• YOUR INSTRUCTIONS
Rewrite the part of the data that opens with the line containing "task: segment the round clock face" and closes with the line containing "Trace the outline of every instance of the round", replacing "clock face" with "dial" and leaving all else unchanged. Give only those lines.

• MATERIAL FOR THIS EXERCISE
-=-=-

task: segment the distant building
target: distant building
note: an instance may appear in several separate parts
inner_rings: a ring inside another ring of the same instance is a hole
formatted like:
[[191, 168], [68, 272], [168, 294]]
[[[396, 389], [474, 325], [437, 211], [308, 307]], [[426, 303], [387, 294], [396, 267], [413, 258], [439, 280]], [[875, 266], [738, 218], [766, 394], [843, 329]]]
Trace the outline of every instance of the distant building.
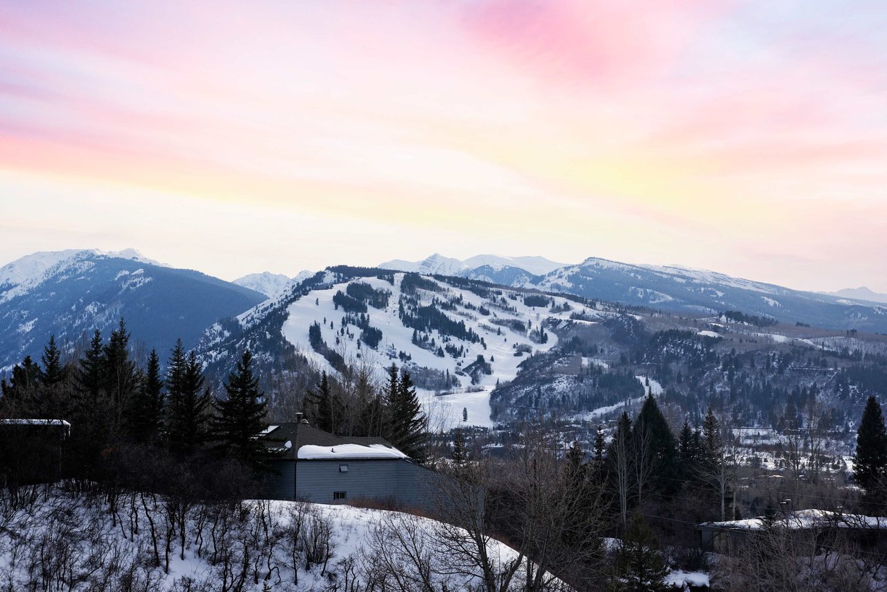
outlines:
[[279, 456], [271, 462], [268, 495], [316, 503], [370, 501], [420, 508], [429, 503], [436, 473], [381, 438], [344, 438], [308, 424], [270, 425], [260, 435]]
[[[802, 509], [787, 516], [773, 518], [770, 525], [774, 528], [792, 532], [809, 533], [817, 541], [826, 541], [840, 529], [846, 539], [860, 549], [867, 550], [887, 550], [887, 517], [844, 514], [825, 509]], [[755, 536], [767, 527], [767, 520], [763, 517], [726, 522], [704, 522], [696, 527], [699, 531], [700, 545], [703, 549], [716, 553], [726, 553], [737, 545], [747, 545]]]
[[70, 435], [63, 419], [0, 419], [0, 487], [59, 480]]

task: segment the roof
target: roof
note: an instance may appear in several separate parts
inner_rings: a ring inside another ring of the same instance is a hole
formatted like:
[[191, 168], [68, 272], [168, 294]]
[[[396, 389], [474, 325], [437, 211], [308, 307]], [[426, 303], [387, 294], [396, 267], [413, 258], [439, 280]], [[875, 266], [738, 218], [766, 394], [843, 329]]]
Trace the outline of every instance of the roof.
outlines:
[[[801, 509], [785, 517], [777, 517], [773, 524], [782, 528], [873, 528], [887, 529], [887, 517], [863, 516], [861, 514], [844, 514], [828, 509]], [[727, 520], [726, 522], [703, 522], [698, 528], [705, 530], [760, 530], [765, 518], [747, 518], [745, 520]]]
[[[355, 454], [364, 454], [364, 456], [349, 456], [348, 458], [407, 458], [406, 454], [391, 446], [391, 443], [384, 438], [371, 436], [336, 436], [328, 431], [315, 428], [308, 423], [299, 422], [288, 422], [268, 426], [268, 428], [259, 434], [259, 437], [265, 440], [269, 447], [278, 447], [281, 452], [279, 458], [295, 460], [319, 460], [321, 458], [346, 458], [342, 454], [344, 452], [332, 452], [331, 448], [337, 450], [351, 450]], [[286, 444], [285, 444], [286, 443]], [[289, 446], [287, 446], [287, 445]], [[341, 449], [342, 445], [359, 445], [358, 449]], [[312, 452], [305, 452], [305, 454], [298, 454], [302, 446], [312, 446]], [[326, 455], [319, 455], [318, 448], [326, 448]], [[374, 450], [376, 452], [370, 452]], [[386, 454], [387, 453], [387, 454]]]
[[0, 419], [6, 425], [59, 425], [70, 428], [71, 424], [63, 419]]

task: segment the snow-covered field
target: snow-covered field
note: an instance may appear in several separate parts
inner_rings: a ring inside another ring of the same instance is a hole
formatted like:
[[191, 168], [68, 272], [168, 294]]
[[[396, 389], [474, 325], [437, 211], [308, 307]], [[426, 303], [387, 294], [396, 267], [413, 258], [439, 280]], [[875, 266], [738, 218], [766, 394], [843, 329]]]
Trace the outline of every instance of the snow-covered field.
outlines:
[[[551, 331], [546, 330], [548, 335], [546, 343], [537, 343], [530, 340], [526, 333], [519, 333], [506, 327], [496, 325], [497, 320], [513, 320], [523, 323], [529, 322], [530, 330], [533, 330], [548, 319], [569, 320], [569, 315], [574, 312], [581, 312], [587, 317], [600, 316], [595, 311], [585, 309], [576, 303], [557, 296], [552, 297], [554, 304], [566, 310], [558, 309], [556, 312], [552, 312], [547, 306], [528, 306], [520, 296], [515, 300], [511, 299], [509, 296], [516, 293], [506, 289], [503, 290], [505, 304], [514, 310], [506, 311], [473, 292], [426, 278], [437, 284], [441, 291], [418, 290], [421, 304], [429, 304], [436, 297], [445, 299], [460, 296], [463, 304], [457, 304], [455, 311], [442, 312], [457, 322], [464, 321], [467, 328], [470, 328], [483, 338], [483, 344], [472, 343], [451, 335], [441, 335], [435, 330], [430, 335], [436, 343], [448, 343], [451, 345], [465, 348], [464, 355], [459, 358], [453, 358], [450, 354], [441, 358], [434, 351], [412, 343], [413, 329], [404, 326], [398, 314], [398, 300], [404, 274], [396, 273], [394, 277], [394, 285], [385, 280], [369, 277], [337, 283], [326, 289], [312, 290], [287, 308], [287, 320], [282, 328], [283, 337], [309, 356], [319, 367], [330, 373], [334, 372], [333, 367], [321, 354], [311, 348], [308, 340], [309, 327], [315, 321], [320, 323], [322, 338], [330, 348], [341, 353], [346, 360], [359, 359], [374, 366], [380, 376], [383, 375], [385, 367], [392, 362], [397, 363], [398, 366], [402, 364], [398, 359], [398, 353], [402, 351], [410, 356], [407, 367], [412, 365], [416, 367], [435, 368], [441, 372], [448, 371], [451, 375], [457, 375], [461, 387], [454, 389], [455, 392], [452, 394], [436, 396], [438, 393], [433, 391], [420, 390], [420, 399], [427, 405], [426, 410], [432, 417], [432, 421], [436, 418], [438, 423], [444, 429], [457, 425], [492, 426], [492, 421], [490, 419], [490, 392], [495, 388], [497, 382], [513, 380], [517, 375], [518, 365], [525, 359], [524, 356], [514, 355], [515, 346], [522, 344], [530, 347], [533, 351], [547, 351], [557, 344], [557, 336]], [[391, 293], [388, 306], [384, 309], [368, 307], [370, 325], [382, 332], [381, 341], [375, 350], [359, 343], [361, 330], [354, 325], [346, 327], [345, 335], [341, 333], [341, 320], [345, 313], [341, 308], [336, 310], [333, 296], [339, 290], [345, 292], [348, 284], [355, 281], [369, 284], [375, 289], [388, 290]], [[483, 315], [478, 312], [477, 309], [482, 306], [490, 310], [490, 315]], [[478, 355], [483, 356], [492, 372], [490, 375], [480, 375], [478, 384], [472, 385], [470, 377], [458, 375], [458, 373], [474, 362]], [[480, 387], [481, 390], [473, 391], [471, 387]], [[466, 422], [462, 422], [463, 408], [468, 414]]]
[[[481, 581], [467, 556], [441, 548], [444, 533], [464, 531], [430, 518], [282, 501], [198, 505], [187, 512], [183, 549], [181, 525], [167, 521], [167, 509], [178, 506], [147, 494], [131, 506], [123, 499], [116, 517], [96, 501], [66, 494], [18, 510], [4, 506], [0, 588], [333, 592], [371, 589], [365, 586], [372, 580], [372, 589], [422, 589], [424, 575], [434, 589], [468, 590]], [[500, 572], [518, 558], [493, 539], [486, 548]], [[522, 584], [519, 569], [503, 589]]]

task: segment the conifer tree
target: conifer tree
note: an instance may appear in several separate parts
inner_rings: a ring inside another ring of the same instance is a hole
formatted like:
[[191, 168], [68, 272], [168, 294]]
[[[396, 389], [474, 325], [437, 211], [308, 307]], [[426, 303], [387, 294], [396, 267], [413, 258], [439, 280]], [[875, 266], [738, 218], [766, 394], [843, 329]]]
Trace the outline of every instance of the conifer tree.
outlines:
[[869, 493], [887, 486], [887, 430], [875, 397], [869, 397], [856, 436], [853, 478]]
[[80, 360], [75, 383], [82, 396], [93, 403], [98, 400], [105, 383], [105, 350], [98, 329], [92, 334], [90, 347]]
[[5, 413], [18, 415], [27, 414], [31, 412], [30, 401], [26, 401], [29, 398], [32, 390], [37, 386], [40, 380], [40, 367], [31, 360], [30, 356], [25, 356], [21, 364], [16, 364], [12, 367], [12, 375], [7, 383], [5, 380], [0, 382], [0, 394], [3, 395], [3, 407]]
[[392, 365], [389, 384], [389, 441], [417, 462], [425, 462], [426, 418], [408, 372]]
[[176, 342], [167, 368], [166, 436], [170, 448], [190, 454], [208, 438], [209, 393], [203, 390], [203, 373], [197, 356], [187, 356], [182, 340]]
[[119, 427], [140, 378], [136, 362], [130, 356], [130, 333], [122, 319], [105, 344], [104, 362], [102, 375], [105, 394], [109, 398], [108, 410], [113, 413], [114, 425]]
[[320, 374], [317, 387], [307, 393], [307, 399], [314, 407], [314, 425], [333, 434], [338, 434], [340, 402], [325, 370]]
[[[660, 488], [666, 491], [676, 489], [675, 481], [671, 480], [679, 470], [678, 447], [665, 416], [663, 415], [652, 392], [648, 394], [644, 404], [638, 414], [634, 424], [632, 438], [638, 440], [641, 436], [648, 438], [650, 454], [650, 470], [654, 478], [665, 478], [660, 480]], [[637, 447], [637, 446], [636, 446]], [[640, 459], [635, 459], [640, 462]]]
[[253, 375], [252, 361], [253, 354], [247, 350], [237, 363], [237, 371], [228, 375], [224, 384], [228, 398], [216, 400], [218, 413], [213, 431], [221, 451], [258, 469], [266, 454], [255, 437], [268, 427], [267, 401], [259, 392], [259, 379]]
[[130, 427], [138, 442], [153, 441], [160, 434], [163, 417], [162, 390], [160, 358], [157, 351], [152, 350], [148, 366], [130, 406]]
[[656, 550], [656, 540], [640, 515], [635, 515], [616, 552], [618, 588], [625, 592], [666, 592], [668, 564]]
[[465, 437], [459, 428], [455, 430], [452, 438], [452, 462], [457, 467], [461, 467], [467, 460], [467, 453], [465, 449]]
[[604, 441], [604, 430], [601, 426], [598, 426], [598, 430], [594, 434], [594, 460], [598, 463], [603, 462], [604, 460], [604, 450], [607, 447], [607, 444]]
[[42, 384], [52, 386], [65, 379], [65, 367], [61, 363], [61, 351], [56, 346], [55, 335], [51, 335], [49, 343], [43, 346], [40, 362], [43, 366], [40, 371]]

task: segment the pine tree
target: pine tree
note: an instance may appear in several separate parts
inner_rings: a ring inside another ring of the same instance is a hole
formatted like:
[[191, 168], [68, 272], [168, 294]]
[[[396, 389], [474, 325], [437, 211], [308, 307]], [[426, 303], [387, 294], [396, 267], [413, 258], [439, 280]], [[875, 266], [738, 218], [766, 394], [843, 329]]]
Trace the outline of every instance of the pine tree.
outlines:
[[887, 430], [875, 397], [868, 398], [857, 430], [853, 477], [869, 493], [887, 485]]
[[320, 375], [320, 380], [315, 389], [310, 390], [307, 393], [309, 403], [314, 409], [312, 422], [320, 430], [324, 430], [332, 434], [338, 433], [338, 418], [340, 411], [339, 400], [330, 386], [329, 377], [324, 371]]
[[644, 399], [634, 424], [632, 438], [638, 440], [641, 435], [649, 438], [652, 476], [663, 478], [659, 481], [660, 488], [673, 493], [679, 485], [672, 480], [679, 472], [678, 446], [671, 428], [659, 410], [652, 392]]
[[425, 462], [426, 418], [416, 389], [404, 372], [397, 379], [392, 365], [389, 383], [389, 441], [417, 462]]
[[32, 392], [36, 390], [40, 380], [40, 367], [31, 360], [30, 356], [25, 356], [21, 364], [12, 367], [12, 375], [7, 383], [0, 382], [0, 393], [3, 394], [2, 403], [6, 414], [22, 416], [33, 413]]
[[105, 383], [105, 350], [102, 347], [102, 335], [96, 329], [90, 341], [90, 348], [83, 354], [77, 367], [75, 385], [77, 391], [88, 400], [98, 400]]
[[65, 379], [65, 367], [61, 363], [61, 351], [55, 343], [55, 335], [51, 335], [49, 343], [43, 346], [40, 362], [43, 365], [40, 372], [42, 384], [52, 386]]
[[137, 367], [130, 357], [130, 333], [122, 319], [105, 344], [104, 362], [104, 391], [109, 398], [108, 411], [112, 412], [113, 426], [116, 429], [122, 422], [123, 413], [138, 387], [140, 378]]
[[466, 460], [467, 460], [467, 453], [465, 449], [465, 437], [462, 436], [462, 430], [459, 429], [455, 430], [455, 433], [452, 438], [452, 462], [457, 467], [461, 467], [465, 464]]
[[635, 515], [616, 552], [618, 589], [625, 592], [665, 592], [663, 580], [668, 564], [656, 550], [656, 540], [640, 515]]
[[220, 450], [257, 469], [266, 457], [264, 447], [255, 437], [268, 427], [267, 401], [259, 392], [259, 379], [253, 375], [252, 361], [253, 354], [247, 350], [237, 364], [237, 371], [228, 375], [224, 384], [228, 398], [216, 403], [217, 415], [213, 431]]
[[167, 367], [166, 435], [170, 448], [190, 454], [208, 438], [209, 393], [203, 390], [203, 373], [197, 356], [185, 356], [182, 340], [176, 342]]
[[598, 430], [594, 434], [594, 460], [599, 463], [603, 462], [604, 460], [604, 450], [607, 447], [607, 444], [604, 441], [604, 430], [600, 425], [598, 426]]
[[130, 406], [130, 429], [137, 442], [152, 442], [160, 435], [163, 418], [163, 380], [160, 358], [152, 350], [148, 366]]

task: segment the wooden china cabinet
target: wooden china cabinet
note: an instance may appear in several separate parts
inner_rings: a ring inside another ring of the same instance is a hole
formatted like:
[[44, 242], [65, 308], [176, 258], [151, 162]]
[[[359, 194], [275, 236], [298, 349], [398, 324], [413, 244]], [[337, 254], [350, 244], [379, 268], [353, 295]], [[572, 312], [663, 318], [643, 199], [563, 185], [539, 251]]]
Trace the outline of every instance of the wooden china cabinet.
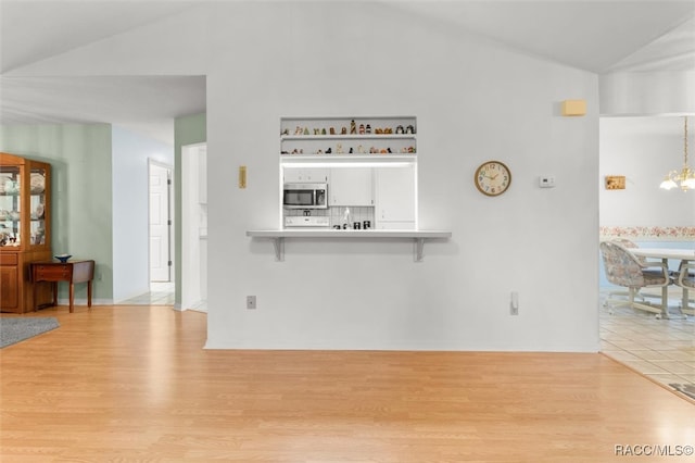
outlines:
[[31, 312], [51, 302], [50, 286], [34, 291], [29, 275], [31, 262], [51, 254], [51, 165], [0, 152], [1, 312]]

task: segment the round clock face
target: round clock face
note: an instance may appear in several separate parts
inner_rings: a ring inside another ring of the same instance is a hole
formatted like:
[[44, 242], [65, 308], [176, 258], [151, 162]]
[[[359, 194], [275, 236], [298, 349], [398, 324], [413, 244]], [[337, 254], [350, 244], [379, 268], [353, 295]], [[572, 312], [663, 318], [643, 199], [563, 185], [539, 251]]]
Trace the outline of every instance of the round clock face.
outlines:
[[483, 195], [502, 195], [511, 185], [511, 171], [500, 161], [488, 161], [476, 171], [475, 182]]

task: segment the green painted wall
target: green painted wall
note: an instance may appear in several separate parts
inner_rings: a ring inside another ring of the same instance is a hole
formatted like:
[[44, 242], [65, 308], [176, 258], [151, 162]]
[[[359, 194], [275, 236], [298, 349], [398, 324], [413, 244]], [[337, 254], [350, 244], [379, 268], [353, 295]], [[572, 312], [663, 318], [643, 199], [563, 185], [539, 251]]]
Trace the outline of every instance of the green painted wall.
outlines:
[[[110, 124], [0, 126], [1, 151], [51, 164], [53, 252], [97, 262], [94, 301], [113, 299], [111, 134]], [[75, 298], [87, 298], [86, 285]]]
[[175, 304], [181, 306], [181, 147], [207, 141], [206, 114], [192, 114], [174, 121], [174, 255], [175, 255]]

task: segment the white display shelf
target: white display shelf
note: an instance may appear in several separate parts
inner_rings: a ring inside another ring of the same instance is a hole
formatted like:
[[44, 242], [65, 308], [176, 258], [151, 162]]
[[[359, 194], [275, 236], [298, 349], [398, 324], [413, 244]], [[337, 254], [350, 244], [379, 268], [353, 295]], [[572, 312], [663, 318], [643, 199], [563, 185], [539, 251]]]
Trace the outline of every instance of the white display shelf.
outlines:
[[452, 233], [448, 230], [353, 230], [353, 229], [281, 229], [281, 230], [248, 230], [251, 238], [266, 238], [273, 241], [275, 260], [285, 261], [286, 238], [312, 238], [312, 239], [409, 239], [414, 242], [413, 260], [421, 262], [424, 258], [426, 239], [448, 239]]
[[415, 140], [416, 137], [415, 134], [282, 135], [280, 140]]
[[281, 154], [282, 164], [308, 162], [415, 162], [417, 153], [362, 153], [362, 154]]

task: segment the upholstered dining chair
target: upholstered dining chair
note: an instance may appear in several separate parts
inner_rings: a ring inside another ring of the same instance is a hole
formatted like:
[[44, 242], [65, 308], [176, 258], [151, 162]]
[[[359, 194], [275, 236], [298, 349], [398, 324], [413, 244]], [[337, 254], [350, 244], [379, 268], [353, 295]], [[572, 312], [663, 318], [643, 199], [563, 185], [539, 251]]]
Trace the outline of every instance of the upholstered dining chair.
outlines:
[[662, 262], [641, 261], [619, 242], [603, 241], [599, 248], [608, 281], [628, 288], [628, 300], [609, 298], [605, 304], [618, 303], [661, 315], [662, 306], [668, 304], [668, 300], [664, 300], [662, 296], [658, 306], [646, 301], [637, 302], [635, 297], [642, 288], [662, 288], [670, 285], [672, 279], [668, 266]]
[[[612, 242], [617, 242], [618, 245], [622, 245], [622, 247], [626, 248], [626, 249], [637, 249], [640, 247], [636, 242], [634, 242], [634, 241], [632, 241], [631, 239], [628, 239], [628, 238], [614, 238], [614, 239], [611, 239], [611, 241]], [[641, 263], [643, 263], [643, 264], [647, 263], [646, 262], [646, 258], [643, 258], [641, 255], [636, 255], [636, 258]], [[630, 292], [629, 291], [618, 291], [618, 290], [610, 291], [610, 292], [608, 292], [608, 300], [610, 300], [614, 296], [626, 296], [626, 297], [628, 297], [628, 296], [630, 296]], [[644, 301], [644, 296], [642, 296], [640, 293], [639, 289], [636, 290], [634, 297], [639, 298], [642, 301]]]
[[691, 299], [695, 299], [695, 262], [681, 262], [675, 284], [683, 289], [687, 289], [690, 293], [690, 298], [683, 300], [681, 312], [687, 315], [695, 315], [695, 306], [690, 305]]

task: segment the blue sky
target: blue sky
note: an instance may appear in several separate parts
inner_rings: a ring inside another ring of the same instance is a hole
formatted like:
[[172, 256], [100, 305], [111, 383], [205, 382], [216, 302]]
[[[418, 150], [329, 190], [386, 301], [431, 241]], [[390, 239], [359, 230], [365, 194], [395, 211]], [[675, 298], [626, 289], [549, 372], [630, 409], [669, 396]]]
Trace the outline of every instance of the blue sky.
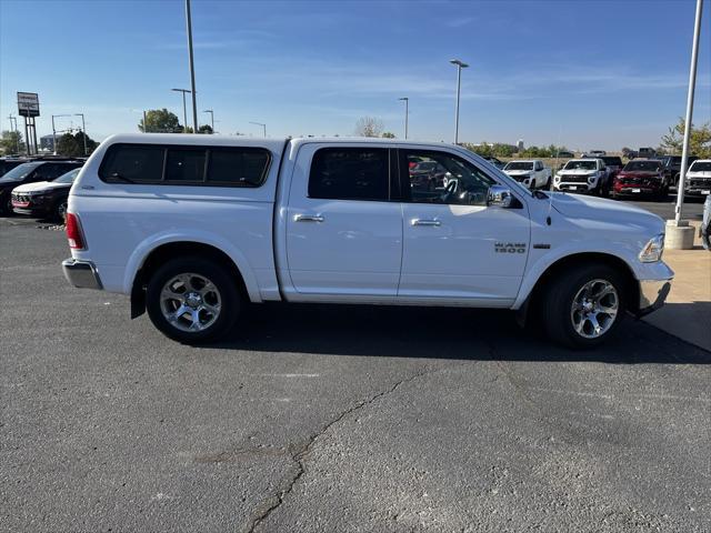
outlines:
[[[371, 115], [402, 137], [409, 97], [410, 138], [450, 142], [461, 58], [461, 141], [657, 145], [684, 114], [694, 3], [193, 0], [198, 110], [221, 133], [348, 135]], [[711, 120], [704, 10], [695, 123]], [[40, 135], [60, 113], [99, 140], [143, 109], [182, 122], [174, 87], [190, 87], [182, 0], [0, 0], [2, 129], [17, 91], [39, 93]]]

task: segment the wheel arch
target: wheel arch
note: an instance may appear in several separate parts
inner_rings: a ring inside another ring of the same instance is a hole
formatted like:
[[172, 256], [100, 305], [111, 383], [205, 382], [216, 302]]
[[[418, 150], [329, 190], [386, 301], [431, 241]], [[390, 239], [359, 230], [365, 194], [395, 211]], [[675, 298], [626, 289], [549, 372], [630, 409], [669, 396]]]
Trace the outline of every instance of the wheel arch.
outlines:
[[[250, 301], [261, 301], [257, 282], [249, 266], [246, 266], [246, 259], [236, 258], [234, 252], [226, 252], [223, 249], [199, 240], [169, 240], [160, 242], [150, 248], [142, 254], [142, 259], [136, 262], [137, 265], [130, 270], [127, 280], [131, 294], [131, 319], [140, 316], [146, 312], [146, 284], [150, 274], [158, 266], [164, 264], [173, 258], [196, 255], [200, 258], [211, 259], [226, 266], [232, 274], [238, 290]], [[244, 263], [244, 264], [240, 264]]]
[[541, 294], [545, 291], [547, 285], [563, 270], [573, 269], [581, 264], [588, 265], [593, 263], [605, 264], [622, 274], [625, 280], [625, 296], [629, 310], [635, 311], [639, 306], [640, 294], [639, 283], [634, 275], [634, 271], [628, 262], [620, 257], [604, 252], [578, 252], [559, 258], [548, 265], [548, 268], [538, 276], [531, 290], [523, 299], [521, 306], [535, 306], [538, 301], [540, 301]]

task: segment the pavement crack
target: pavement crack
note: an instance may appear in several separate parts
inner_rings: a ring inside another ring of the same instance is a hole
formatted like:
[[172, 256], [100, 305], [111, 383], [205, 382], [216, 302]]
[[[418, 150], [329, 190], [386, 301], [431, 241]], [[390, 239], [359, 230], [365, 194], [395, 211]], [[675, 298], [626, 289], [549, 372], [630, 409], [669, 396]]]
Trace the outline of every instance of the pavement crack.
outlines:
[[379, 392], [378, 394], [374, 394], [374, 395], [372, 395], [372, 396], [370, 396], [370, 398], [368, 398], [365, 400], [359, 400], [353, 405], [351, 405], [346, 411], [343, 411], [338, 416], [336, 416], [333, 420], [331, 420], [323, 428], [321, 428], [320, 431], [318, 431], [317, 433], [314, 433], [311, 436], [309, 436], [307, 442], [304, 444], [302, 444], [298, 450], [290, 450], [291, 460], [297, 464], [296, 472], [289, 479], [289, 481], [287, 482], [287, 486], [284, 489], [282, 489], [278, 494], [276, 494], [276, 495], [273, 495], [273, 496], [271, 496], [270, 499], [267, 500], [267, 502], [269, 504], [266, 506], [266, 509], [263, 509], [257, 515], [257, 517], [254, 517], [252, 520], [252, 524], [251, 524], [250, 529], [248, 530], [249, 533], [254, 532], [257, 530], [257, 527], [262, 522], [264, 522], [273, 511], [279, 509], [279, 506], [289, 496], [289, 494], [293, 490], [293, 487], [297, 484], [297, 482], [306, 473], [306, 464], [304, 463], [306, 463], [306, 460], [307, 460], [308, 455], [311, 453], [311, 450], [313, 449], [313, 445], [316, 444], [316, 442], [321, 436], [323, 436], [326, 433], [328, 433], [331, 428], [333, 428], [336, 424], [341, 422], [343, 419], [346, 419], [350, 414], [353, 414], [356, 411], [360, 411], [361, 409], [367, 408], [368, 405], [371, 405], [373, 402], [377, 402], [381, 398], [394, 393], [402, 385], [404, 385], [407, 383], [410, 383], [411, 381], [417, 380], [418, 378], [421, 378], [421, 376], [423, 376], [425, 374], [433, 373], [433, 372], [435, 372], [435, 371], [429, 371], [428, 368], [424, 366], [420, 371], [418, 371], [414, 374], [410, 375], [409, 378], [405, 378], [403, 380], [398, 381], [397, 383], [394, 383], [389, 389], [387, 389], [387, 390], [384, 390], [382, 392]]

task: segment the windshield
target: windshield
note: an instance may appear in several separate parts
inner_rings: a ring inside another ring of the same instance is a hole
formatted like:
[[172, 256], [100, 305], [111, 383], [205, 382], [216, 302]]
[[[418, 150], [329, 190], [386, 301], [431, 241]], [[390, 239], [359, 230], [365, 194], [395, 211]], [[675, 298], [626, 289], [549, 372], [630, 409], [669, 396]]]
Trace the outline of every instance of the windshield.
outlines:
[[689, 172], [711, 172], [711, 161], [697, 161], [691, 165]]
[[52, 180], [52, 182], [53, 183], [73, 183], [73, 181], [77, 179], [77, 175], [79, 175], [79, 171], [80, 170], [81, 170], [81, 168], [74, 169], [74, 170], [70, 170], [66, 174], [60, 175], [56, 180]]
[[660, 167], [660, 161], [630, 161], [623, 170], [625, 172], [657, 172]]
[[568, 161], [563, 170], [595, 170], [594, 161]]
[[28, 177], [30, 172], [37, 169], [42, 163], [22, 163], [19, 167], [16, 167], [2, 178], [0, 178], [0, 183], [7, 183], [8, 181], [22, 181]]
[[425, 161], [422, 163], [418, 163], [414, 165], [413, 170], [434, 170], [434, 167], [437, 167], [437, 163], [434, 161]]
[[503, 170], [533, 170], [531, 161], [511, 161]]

-=-=-

• EXPECTED ANSWER
task: segment the round dial
target: round dial
note: an instance may appear in several separate parts
inner_rings: a ring inside another ring of the same instance is a hole
formatted like:
[[44, 242], [65, 308], [176, 258], [151, 162]]
[[[359, 194], [275, 236], [298, 349], [398, 324], [413, 244]], [[337, 254], [350, 244], [379, 268], [353, 295]], [[572, 312], [663, 318], [643, 199], [563, 185], [539, 251]]]
Trace the outline of every instance of the round dial.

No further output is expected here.